Get ready. Software will get installed, configuration files will get edited, nodes will boot, lights will blink, messages will get passed, and we will have a cluster. Joy.
If you are following along from part one of this series, you should be chomping at the bit to get some software on the cluster. Not to worry, in this installment will get those switch lights blinking. The entire cluster measures, 40 inches (102 cm) high, 24 inches (61 cm) wide, 18 inches (46 cm) deep and is shown in Figure One Below. (See part one for more and bigger pictures). It is also quite mobile (check out the wheels!). There is a single power cord and room on top of the rack to place a monitor and keyboard (only if needed). The DVD reader/burner can accommodate vertical loading as well.
Although the font view has a certain clean look to it, the back of the cluster is where the wiring details can be seen. In Figure Two (below) you can see the how most of the wiring (both network and electrical) was done. Clean wiring is possible, but it does takes a little time, patience, and big bag of "zip-ties." The white cords are the power-strips (three total), the black cords are the power cords for the nodes, the red cables are the Fast Ethernet cables, the orange cables are the Gigabit Ethernet cables. The single blue cable is the local LAN connection. Note: the middle two nodes are missing their Gigabit NICs (they were DOA). The black bands around the cables are plastic 7 inch "zip" wire ties.
Don't worry if your cluster does not look exactly like the pictures. Customize it to your needs. After all, that is what clustering is all about.
In this installment, we are going to load up the software. This step will probably be the most challenging. Although we will provide step by step procedures, hardware problems (if any) usually show up at this point. Once we get past the initial software installation and start booting nodes, then we will have a common "baseline" from which to proceed. We need to start at the lowest level first and set up the BIOS.
BIOS SettingsThere are few BIOS setting that will help improve cluster functionality. The easiest way to set up the BIOS is to move from node to node with a monitor and keyboard. If you are lucky enough to have a KVM (Keyboard/Video/Mouse combiner) the you can attach it to the cluster. Note, however, that after installing the software you should only need to attach a monitor to the compute nodes when there is a problem.
When the node boots-up press F2 several times and enter the BIOS screen. Don't worry if the date and time are incorrect. We can set these from the command line once the nodes are up and running. Move to the Advanced menu item on the top of the screen. Move down and select the Chipset Configuration item and hit enter. You will see an option for Onboard VGA Share Memory. Set this to 32MB. This option reduces the shared video memory to the minimum value.
Next, use the Esc to move back up to the main menu. Move to Power and select Restore on AC/Power Loss and set it to Power On. This setting will allow the node to be controlled by externally shutting the power off an on. Otherwise you may find yourself having to push eight buttons every time you want power cycle the cluster. Next move down to the PCI Devices Power On option and select Enabled. In a future installment, we will show to use the "poweroff" command and "wake-on-lan" to automatically control the power state of each node in the cluster.
Finally, move over to the boot menu. Move down to Boot From Network and select Enabled. Without this setting, the nodes will not be able to get their RAM disk image from the master node. (See Sidebar One). To exit, move to Exit and select Exit Saving Changes and the system will reboot.

:::

* _Written instruction a_
Could you return the part of the cluster setup text that begins at the words "Don't worry if your" and stops after the words "up the BIOS.", copied word for word?

* _Input_
:::

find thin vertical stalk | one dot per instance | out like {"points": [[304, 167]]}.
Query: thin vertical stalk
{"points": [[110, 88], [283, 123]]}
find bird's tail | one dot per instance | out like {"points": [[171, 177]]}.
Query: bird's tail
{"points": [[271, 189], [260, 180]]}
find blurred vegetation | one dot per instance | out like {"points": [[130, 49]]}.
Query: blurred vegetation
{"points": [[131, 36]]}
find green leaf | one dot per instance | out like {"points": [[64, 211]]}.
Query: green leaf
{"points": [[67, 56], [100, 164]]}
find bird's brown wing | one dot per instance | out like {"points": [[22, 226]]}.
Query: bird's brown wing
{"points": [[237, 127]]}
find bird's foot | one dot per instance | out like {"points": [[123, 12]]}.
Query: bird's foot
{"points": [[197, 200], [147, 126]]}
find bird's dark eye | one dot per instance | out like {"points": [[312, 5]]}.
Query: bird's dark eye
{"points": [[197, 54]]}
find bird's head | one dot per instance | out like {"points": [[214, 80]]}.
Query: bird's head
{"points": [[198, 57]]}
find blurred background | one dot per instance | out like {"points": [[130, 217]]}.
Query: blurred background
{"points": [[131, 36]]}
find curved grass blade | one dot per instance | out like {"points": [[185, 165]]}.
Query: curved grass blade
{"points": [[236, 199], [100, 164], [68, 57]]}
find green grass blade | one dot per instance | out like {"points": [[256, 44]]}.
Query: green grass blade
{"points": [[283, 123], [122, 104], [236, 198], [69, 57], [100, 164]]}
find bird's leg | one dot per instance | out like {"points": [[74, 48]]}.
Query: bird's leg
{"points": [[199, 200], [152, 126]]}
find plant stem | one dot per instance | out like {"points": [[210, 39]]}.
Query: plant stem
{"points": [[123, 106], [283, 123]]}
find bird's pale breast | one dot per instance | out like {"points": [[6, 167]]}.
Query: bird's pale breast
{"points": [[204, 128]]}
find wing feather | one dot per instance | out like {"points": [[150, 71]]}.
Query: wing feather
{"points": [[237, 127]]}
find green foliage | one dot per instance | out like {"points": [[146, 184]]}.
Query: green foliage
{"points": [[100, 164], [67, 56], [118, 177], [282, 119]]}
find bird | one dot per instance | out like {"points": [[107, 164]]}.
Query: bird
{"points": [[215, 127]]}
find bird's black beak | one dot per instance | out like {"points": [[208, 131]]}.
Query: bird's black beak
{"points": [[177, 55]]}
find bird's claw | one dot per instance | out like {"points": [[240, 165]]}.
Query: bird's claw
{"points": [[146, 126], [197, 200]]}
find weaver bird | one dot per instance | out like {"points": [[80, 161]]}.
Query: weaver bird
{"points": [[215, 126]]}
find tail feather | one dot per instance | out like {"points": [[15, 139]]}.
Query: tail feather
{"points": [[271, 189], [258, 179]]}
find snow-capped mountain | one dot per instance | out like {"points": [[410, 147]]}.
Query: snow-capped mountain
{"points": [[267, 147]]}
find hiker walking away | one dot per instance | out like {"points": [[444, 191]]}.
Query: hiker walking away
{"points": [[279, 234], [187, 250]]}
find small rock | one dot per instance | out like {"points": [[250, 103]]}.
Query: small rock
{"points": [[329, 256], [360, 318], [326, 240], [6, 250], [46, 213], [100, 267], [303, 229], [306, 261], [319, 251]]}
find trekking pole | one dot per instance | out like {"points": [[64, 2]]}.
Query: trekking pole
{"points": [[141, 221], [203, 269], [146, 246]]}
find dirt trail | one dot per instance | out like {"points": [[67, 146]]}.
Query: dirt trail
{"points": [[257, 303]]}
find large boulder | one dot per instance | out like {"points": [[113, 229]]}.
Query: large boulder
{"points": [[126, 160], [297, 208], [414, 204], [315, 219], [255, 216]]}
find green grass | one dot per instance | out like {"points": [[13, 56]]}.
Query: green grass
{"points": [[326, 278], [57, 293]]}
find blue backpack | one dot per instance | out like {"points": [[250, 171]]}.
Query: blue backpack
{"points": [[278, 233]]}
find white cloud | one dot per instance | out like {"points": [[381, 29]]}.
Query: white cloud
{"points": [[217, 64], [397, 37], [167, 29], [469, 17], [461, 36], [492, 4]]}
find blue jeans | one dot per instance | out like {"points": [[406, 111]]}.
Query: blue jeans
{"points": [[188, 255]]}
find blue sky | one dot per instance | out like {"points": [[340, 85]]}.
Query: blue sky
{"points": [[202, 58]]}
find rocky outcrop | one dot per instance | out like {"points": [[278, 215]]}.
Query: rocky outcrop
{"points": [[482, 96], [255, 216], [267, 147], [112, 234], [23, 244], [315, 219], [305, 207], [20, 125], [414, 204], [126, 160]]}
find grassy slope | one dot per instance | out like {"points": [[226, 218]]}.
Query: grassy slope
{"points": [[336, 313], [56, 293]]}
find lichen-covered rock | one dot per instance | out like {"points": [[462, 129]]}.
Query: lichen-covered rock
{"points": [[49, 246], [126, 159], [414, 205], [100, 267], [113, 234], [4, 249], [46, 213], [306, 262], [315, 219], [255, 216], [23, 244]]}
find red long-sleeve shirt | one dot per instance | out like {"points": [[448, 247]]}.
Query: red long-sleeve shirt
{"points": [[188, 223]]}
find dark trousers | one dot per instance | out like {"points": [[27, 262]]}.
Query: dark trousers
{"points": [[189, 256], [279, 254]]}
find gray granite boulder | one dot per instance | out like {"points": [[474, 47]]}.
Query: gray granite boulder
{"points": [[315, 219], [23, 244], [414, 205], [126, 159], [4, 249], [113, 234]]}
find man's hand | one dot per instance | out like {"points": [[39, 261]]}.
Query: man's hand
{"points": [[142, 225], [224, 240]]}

:::

* _Written instruction b_
Can you give the listing again from the line that has "find gray granite" through the end of the listing, requests included, with both ends included and nothing else? Shift every point coordinate in the answers by adding 145 to each number.

* _Reply a_
Don't worry if your cluster does not look exactly like the pictures. Customize it to your needs. After all, that is what clustering is all about.
In this installment, we are going to load up the software. This step will probably be the most challenging. Although we will provide step by step procedures, hardware problems (if any) usually show up at this point. Once we get past the initial software installation and start booting nodes, then we will have a common "baseline" from which to proceed. We need to start at the lowest level first and set up the BIOS.

* _Reply b_
find gray granite boulder | one dot per instance | out like {"points": [[474, 47]]}.
Query: gray granite boulder
{"points": [[460, 364], [168, 389], [559, 350], [271, 304], [149, 394], [258, 379]]}
find man's hand | one dot per instance | out like {"points": [[39, 261]]}.
Query: man's hand
{"points": [[287, 370], [369, 385]]}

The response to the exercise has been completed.